Go through the data and copy every line in which "before" appears.
EXTRACTED RECORDS START
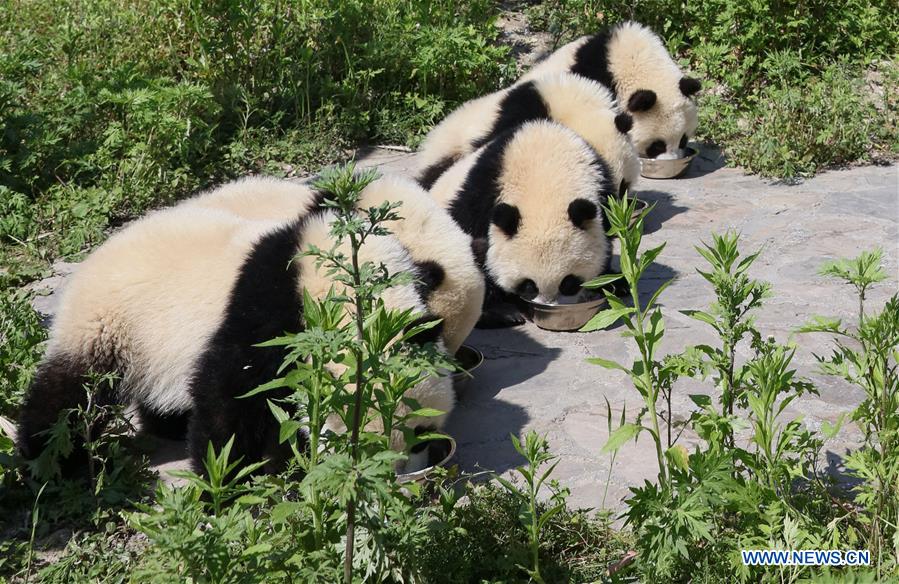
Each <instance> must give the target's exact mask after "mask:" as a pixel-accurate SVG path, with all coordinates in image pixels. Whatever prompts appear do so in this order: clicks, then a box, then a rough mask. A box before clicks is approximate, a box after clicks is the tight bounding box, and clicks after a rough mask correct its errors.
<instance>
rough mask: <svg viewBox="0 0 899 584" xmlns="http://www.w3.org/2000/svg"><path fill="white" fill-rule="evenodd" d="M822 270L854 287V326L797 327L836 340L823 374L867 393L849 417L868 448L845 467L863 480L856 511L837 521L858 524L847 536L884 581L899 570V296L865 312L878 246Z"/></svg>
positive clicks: (822, 364) (858, 495)
mask: <svg viewBox="0 0 899 584" xmlns="http://www.w3.org/2000/svg"><path fill="white" fill-rule="evenodd" d="M821 273H822V274H823V275H826V276H831V277H836V278H839V279H841V280H843V281H844V282H846V283H847V284H850V285H851V286H853V287H854V288H855V289H856V292H857V294H858V298H859V305H858V314H859V316H858V321H857V323H856V326H855V327H848V326H845V325H843V323H842V322H841V321H840V320H839V319H835V318H825V317H816V318H814V319H813V320H812V321H811V322H809V323H808V324H806V325H804V326H802V327H800V328H799V329H798V330H799V332H803V333H812V332H818V333H828V334H831V335H834V337H835V339H834V343H835V348H834V351H833V353H832V354H831V355H830V356H817V355H816V358H817V360H818V363H819V365H820V367H821V370H822V372H823V373H825V374H827V375H832V376H835V377H839V378H841V379H844V380H846V381H848V382H849V383H851V384H853V385H855V386H857V387H859V388H861V389H862V390H863V391H864V392H865V399H864V400H863V401H862V403H861V404H859V406H858V407H857V408H856V409H855V410H854V411H853V412H852V415H851V419H852V421H853V422H855V424H856V425H857V426H858V427H859V429H860V430H861V432H862V433H863V435H864V437H865V443H864V446H863V447H861V448H859V449H857V450H855V451H854V452H852V453H850V454H848V455H847V456H846V467H847V469H849V472H850V473H851V474H852V475H853V476H855V477H856V478H858V479H860V484H859V486H857V487H856V489H855V493H854V495H855V503H856V504H857V505H858V509H852V508H850V509H849V510H848V512H847V513H845V514H844V515H843V516H842V517H840V518H838V519H835V520H834V524H835V525H836V524H837V523H839V522H840V521H849V522H851V523H852V528H851V530H852V531H851V533H850V534H849V535H850V536H852V535H854V534H855V533H856V532H857V533H859V534H860V536H861V541H862V542H863V543H864V545H865V546H866V547H867V549H869V550H871V552H872V554H873V555H874V556H875V557H876V559H877V574H878V577H885V576H886V575H887V574H891V573H892V574H895V573H896V571H897V570H899V528H897V526H899V521H897V518H899V365H897V361H899V296H897V295H893V296H892V297H890V298H889V299H888V300H887V301H886V303H885V305H884V306H883V308H882V309H881V310H880V312H877V313H874V314H871V315H866V314H865V306H864V302H865V298H866V293H867V291H868V288H869V287H870V286H872V285H873V284H876V283H877V282H881V281H883V280H885V279H886V277H887V274H886V272H885V271H884V270H883V264H882V251H881V250H879V249H876V250H873V251H866V252H862V253H861V255H859V256H858V257H856V258H853V259H848V260H847V259H841V260H837V261H834V262H828V263H826V264H824V266H823V267H822V268H821Z"/></svg>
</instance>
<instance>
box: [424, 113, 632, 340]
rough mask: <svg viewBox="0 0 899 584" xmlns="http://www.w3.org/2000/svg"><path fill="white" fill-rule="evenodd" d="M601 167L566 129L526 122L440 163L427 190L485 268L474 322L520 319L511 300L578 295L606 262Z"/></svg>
mask: <svg viewBox="0 0 899 584" xmlns="http://www.w3.org/2000/svg"><path fill="white" fill-rule="evenodd" d="M610 176H611V173H610V172H609V169H608V166H607V165H606V163H605V162H604V161H603V159H602V158H601V157H599V156H598V155H597V154H596V151H595V150H593V148H591V147H590V145H589V144H587V143H586V142H585V141H584V140H583V139H582V138H581V137H579V136H578V135H577V134H575V133H574V132H573V131H572V130H570V129H568V128H566V127H565V126H562V125H560V124H557V123H555V122H551V121H546V120H540V121H534V122H528V123H526V124H523V125H521V126H520V127H518V128H515V129H513V130H509V131H506V132H504V133H503V134H501V135H500V136H498V137H497V138H496V139H495V140H493V141H492V142H490V143H489V144H487V145H485V146H482V147H481V148H480V149H479V150H477V151H476V152H474V153H472V154H469V155H468V156H466V157H465V158H462V159H461V160H460V161H459V162H457V163H456V164H455V165H453V166H452V167H450V169H449V170H447V171H446V173H444V174H443V176H441V177H440V179H439V180H438V181H437V182H436V183H435V184H434V186H433V188H432V189H431V194H432V196H434V198H435V199H437V201H438V202H439V203H440V204H441V205H443V206H444V207H445V208H447V209H448V210H449V211H450V215H451V216H452V217H453V219H455V220H456V222H458V223H459V225H460V226H461V227H462V229H463V230H464V231H465V232H466V233H468V234H469V235H471V236H472V237H473V238H474V241H473V245H474V246H475V249H476V256H477V257H478V261H479V263H480V265H481V266H482V267H483V269H484V271H485V273H486V275H487V281H488V284H487V286H488V287H487V294H486V298H485V305H484V313H483V314H482V315H481V319H480V321H479V322H478V326H479V327H482V328H499V327H505V326H513V325H517V324H522V323H523V322H524V317H523V316H522V315H521V314H520V312H519V311H518V310H517V309H516V308H515V306H514V304H513V302H511V300H512V296H513V295H517V296H519V297H521V298H524V299H526V300H533V301H536V302H542V303H554V302H559V301H565V300H566V299H570V298H571V297H573V296H578V295H580V294H583V293H584V292H583V290H582V288H581V284H583V283H584V282H585V281H588V280H590V279H592V278H595V277H596V276H598V275H600V274H603V273H605V272H606V271H608V269H609V263H610V259H611V249H612V246H611V242H610V241H609V238H608V236H607V235H606V230H607V228H608V224H607V222H606V220H605V216H604V214H603V212H602V205H603V204H604V203H605V201H606V200H607V198H608V197H610V196H612V195H614V194H615V193H616V192H617V191H616V190H615V188H614V187H613V184H612V181H611V178H610Z"/></svg>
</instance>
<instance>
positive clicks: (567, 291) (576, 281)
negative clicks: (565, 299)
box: [559, 274, 584, 296]
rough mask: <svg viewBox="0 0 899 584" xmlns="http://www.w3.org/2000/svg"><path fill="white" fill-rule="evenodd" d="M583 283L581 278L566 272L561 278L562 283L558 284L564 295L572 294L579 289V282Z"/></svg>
mask: <svg viewBox="0 0 899 584" xmlns="http://www.w3.org/2000/svg"><path fill="white" fill-rule="evenodd" d="M583 283H584V281H583V280H582V279H580V278H578V277H577V276H575V275H573V274H568V275H567V276H565V277H564V278H562V283H561V284H559V292H560V293H562V294H564V295H565V296H574V295H575V294H577V293H578V292H580V291H581V284H583Z"/></svg>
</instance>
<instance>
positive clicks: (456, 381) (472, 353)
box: [453, 345, 484, 397]
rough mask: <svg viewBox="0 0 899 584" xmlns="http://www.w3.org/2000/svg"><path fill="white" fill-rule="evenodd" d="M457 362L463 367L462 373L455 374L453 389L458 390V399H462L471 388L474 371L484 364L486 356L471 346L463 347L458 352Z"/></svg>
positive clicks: (463, 346)
mask: <svg viewBox="0 0 899 584" xmlns="http://www.w3.org/2000/svg"><path fill="white" fill-rule="evenodd" d="M456 361H458V362H459V365H461V366H462V371H456V372H455V373H453V389H455V390H456V397H462V396H463V395H464V394H465V393H466V392H468V389H469V387H470V386H471V380H472V378H473V377H474V370H475V369H477V368H478V367H480V366H481V364H482V363H483V362H484V354H483V353H481V352H480V351H478V350H477V349H475V348H474V347H472V346H471V345H462V346H461V347H459V350H458V351H456Z"/></svg>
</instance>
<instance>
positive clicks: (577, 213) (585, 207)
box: [568, 199, 599, 229]
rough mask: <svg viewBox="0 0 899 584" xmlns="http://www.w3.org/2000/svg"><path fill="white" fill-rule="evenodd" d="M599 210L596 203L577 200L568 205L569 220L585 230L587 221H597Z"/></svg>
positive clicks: (575, 226) (578, 226)
mask: <svg viewBox="0 0 899 584" xmlns="http://www.w3.org/2000/svg"><path fill="white" fill-rule="evenodd" d="M598 212H599V210H598V209H597V208H596V203H594V202H593V201H588V200H587V199H575V200H573V201H571V203H569V204H568V218H569V219H571V222H572V223H574V226H575V227H578V228H580V229H584V228H585V227H584V224H585V223H586V222H587V221H591V220H593V219H596V215H597V213H598Z"/></svg>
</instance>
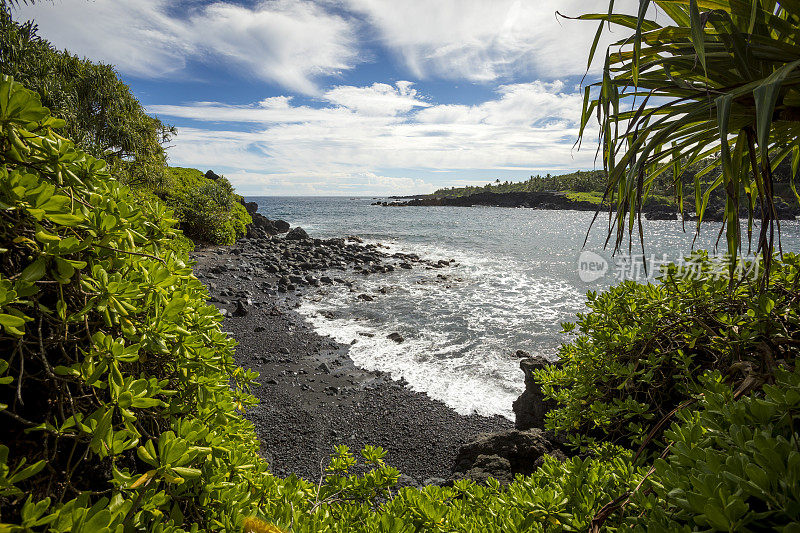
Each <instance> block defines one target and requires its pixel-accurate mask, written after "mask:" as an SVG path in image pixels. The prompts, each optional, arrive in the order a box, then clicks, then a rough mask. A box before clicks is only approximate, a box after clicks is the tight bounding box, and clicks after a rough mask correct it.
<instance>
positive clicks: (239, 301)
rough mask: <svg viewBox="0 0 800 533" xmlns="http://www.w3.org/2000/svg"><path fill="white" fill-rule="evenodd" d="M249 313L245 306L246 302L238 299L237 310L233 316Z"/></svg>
mask: <svg viewBox="0 0 800 533" xmlns="http://www.w3.org/2000/svg"><path fill="white" fill-rule="evenodd" d="M247 314H248V311H247V307H245V305H244V303H243V302H242V301H241V300H236V310H235V311H234V312H233V316H236V317H242V316H247Z"/></svg>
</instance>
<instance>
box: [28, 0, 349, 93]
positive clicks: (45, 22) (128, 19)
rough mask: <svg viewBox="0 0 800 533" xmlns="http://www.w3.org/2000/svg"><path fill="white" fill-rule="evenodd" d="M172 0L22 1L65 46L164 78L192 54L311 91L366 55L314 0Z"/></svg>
mask: <svg viewBox="0 0 800 533" xmlns="http://www.w3.org/2000/svg"><path fill="white" fill-rule="evenodd" d="M170 7H172V8H175V7H176V4H175V3H174V2H173V3H172V4H171V3H170V1H169V0H94V1H92V2H87V1H86V0H59V1H58V2H55V3H54V4H50V3H48V2H39V3H36V4H34V5H31V6H21V7H20V8H19V9H20V16H19V17H18V18H24V17H31V18H34V19H35V20H36V22H37V24H38V25H39V28H40V30H41V33H42V35H43V36H45V37H46V38H47V39H49V40H51V41H52V42H53V44H54V45H55V46H57V47H59V48H67V49H68V50H70V51H71V52H73V53H77V54H79V55H85V56H87V57H89V58H91V59H93V60H99V61H104V62H107V63H111V64H114V65H115V66H116V67H117V68H119V69H120V70H121V71H122V72H125V73H127V74H130V75H133V76H138V77H146V78H149V77H163V76H167V75H170V74H173V73H175V72H177V71H181V70H182V69H183V68H184V67H185V66H186V64H187V62H188V61H205V62H213V63H214V64H226V65H229V66H231V67H233V68H234V69H238V70H240V71H242V72H244V73H246V74H247V75H250V76H255V77H257V78H260V79H263V80H267V81H271V82H275V83H278V84H280V85H282V86H283V87H286V88H288V89H291V90H294V91H299V92H302V93H306V94H313V93H316V92H317V87H316V85H315V83H314V79H315V78H317V77H319V76H330V75H335V74H338V73H340V72H341V71H344V70H347V69H350V68H353V66H354V65H355V64H356V63H357V62H358V61H359V60H358V55H357V46H356V45H357V43H356V36H355V32H354V28H353V25H352V23H351V22H350V21H349V20H347V19H345V18H344V17H342V16H339V15H335V14H331V13H330V12H328V11H325V10H324V9H323V8H322V7H320V6H319V5H318V4H316V3H313V2H311V1H308V0H273V1H269V2H267V1H263V2H260V3H258V4H257V5H255V6H254V7H252V8H247V7H243V6H239V5H234V4H228V3H223V2H215V3H212V4H210V5H207V6H204V7H195V8H192V9H188V12H187V13H186V14H185V16H184V17H181V18H178V17H175V16H174V15H172V14H170V12H169V11H168V10H169V8H170Z"/></svg>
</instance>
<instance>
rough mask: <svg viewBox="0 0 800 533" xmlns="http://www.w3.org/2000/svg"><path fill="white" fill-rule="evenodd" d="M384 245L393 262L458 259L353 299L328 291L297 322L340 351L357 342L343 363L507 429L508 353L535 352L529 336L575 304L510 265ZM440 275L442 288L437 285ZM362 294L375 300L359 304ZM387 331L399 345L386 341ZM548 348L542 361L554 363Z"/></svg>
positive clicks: (388, 284) (471, 258)
mask: <svg viewBox="0 0 800 533" xmlns="http://www.w3.org/2000/svg"><path fill="white" fill-rule="evenodd" d="M382 244H383V246H384V248H383V251H384V252H387V253H390V254H391V253H394V252H402V253H417V254H418V255H420V256H421V257H423V258H424V259H431V260H439V259H447V260H449V259H455V261H456V266H453V267H450V268H445V269H430V270H428V269H425V268H424V267H422V265H419V266H416V267H415V268H414V269H413V270H410V271H406V270H397V271H395V272H393V273H391V274H387V275H376V276H370V277H366V278H363V279H362V278H358V279H357V281H356V283H357V284H356V286H355V290H354V291H350V290H349V289H347V288H346V287H344V286H334V287H331V288H326V289H324V290H323V292H322V293H320V294H318V295H316V296H315V295H310V296H309V297H307V298H305V300H304V302H303V304H302V305H301V307H300V308H299V311H300V313H301V314H302V315H304V316H305V317H306V318H307V320H308V321H309V322H310V323H311V324H312V325H313V326H314V328H315V329H316V330H317V332H319V333H320V334H323V335H329V336H330V337H332V338H334V339H335V340H336V341H338V342H341V343H343V344H350V343H352V342H353V341H354V340H355V344H353V345H352V346H351V348H350V356H351V358H352V359H353V361H354V363H355V364H356V365H358V366H360V367H362V368H365V369H368V370H381V371H385V372H388V373H390V374H391V376H392V377H393V378H395V379H399V378H404V379H405V380H406V381H407V382H408V383H409V386H410V387H411V389H412V390H415V391H420V392H425V393H427V394H428V395H429V396H430V397H432V398H434V399H437V400H441V401H443V402H444V403H445V404H447V405H448V406H450V407H451V408H453V409H455V410H456V411H457V412H459V413H462V414H471V413H477V414H481V415H486V416H490V415H501V416H504V417H506V418H509V419H512V420H513V412H512V410H511V404H512V402H513V401H514V399H516V398H517V396H519V394H520V393H521V392H522V391H523V388H524V386H523V379H522V373H521V371H520V370H519V367H518V364H519V363H518V360H517V359H516V358H514V357H513V356H512V355H511V354H513V352H514V351H515V350H516V349H518V348H524V349H529V350H531V349H533V350H534V351H536V348H537V346H536V345H537V343H536V342H535V341H533V342H531V337H534V338H535V336H536V334H537V332H538V333H544V332H546V331H548V330H552V323H553V322H558V321H559V320H563V319H564V316H565V315H569V314H570V313H571V312H574V307H575V302H576V301H580V300H581V298H580V296H581V295H580V294H578V293H577V292H576V291H575V290H574V289H573V288H571V287H570V286H569V285H568V284H566V283H559V282H557V281H556V280H552V279H547V278H538V277H536V276H535V275H533V274H532V272H531V271H530V270H529V269H526V268H525V265H519V264H516V263H515V262H514V261H513V260H512V259H510V258H505V257H491V258H487V257H479V256H476V255H471V254H468V253H464V252H462V251H459V250H452V249H447V248H444V247H441V246H433V245H424V244H423V245H414V246H413V248H412V247H410V246H408V245H404V244H402V243H398V242H385V241H384V242H382ZM440 274H441V275H444V276H446V279H445V280H442V279H441V278H437V275H440ZM382 287H383V288H388V289H387V291H386V294H382V293H380V292H379V289H381V288H382ZM361 293H368V294H371V295H373V296H374V298H375V300H374V301H371V302H364V301H362V300H359V299H358V298H357V296H358V294H361ZM330 316H333V317H334V318H327V317H330ZM393 332H398V333H400V334H401V335H403V337H404V338H405V341H404V342H403V343H400V344H398V343H396V342H394V341H392V340H391V339H389V338H387V336H388V335H389V334H390V333H393ZM550 336H551V337H552V334H551V335H550ZM551 340H552V339H551ZM526 341H527V342H526ZM553 344H555V341H552V342H550V345H551V346H550V350H548V351H545V353H546V354H548V355H553V353H554V352H553V351H552V345H553Z"/></svg>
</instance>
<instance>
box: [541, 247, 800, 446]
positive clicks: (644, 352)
EXTRACTED RECORDS END
OUTPUT FOR THIS TASK:
Each <instance> must give the target's exact mask after "mask:" as a pixel-accurate SVG path, with all coordinates in image pixels. Whatever prompts appear do so in this order: clicks, then a box, then a rough mask. A box before clicks is approximate, a box after clicks is the tight bounding box, and clicks after a rough mask correct its errors.
Each <instance> block defines one target and requires its pixel-accurate mask, written after "mask:" as an SVG path in image pixels. The prompts, each optional, arrive in the order a box, then clicks, then a rough mask. A box before clicks is only approximate, a box after clicks is the tight bounding box, and clicks after a rough mask correct it.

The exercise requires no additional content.